__Aim__: Display, in full, each line below that contains the word "white".

Excerpts from a location annotation dataset:
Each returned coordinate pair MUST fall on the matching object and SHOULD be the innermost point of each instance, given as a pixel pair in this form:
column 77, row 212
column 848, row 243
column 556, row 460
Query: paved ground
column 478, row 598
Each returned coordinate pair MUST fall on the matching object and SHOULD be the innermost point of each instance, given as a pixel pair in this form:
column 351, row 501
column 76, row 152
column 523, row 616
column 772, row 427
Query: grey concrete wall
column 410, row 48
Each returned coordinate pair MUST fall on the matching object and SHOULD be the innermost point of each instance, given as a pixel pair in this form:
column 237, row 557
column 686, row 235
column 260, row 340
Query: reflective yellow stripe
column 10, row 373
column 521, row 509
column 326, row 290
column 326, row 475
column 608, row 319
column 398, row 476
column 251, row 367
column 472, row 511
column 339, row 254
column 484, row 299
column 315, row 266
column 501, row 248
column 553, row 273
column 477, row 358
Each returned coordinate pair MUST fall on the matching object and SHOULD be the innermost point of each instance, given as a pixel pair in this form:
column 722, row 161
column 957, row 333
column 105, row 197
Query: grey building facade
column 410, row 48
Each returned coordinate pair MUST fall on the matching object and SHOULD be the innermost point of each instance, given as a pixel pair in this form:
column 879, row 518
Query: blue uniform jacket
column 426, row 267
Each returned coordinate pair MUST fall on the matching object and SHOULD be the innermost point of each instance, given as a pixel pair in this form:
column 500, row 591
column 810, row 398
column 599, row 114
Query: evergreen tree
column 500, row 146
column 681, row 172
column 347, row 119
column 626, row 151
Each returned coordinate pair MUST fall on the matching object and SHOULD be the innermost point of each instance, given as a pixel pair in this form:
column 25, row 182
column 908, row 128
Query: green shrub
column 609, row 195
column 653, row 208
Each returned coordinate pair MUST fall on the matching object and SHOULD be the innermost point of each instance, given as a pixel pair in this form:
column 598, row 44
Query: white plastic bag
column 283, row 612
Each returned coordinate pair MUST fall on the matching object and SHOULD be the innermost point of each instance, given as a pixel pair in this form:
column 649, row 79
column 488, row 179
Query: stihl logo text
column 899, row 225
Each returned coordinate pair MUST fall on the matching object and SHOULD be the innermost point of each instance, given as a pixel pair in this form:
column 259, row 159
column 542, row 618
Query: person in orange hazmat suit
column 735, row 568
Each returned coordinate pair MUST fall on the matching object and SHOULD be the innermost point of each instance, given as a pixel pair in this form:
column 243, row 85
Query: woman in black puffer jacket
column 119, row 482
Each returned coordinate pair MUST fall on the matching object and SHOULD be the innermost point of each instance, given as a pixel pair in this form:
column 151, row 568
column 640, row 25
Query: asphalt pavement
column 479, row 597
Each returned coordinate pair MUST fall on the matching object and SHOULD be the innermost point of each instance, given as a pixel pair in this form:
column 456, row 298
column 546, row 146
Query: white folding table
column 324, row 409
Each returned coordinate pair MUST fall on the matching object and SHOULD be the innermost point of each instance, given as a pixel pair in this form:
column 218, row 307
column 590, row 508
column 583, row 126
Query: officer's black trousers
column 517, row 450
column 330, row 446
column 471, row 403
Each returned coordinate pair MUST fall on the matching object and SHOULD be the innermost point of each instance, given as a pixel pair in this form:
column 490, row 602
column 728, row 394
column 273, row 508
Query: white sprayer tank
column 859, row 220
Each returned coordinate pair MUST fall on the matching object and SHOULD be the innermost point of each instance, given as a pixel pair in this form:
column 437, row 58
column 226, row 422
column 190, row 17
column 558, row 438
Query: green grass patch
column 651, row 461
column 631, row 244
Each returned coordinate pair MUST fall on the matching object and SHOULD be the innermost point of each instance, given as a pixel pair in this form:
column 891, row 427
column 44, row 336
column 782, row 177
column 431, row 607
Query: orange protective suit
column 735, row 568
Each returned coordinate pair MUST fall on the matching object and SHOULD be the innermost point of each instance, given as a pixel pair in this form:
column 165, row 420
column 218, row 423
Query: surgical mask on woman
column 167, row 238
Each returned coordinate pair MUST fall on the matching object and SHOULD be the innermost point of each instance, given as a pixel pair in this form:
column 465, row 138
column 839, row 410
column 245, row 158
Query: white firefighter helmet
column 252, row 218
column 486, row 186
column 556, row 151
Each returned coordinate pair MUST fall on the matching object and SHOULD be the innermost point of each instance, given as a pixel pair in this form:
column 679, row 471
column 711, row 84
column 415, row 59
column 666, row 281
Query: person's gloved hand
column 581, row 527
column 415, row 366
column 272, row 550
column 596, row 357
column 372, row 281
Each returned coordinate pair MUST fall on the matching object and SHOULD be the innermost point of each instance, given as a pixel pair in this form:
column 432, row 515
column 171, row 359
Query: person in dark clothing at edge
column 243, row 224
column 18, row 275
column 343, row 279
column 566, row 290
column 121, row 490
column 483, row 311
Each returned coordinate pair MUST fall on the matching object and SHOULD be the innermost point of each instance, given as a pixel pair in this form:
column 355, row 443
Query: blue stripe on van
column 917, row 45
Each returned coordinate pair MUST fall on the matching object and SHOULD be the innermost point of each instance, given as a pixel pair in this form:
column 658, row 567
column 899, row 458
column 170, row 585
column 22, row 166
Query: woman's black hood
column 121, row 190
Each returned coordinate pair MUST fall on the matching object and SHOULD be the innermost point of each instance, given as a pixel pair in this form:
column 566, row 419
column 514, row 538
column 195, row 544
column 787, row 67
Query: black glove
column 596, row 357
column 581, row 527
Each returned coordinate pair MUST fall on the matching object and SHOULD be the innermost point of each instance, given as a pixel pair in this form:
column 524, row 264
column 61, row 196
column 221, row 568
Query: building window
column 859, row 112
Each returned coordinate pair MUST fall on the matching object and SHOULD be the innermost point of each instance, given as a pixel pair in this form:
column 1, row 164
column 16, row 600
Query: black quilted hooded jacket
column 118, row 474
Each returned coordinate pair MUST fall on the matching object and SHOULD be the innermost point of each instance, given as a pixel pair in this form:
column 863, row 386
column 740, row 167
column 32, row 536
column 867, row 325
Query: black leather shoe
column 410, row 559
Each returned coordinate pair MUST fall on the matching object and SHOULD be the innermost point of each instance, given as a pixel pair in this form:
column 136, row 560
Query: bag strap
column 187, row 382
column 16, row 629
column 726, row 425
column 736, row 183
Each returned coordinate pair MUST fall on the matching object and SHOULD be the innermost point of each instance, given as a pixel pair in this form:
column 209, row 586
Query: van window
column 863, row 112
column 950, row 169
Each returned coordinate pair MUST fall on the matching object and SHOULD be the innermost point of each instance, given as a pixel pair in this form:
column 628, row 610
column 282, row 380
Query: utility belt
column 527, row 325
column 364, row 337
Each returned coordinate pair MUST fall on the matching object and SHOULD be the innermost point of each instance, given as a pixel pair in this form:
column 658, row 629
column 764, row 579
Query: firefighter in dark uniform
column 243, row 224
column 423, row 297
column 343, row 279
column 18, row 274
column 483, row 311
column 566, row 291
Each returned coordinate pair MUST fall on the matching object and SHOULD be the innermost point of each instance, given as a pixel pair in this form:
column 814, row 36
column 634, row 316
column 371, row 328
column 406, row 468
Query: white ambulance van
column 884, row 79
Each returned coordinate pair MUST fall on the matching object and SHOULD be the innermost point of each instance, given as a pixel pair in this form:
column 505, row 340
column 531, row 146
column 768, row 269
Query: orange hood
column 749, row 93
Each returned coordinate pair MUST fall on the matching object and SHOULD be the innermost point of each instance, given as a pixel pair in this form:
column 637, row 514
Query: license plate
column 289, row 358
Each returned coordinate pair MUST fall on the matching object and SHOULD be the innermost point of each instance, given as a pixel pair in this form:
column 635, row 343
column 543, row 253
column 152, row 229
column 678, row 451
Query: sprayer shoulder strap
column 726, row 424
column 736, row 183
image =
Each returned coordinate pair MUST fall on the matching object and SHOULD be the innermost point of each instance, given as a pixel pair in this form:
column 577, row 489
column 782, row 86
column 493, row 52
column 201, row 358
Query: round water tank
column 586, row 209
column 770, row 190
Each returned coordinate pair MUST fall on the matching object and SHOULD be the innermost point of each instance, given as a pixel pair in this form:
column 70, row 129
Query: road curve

__Output for this task__:
Query: white plastic bag
Query: white folding table
Query: white sprayer tank
Query: white firefighter helmet
Query: white ambulance van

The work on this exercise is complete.